RECORDS SHOWN START
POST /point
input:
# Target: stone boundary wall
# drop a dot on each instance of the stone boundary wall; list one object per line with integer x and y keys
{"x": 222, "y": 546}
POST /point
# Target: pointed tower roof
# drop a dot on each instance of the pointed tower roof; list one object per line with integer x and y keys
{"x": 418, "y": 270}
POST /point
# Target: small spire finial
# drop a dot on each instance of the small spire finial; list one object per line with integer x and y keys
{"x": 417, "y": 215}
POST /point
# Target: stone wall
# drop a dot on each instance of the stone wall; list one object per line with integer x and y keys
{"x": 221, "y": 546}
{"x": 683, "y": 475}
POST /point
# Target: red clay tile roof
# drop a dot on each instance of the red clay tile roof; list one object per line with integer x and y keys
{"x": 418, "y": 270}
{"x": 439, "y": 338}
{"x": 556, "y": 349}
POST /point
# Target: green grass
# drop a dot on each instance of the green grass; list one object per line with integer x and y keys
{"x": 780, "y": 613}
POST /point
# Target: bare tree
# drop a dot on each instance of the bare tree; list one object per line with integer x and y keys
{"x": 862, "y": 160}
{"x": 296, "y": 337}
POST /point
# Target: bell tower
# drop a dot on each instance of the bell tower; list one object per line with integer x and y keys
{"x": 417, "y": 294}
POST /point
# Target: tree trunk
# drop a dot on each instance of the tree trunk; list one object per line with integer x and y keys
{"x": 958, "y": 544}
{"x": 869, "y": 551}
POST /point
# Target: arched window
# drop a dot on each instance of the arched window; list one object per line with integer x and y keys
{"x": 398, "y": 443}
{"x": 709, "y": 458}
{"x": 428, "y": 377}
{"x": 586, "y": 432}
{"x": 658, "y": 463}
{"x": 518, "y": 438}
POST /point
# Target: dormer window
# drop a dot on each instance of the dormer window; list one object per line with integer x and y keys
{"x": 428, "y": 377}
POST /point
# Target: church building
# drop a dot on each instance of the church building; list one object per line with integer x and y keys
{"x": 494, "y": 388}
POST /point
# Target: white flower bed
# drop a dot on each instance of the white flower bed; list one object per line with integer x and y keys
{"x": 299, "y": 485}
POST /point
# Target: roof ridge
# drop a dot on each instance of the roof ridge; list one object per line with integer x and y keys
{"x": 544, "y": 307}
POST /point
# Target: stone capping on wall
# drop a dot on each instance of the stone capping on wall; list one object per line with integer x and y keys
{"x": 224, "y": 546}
RECORDS SHOWN END
◆ PROBLEM REQUIREMENTS:
The lines above starting at the one that contains "# drop a dot on each instance of the green" and ending at the one that contains "# Target: white flower bed" must be transcribed exactly, and no other lines may appear.

◆ SOLUTION FOR THIS TASK:
# drop a dot on each instance of the green grass; list one object per line with integer x and y keys
{"x": 780, "y": 613}
POST /point
# Target: bare tree
# drop a dot on each instance of the bare tree; list one object per line with integer x and y keys
{"x": 862, "y": 160}
{"x": 296, "y": 337}
POST /point
# Target: bell tower
# drop a dot on each instance of the bell tower; list one object per line with integer x and y keys
{"x": 417, "y": 294}
POST /point
# Target: tree trunk
# drop a dot on each instance of the tree trunk; list one object per line with integer x and y keys
{"x": 958, "y": 544}
{"x": 869, "y": 551}
POST /point
# Target: arched window
# drop a dot on each instance of the arched window; list one object per line with integer x and y keys
{"x": 398, "y": 443}
{"x": 709, "y": 458}
{"x": 428, "y": 377}
{"x": 586, "y": 432}
{"x": 658, "y": 463}
{"x": 518, "y": 438}
POST /point
# Target: dormer window
# drop a dot on each instance of the dormer window; list one object per line with integer x and y keys
{"x": 428, "y": 377}
POST /point
# Target: church building
# drop a dot on each instance of the church building; list one object per line with integer x and y keys
{"x": 494, "y": 388}
POST /point
# Target: white flower bed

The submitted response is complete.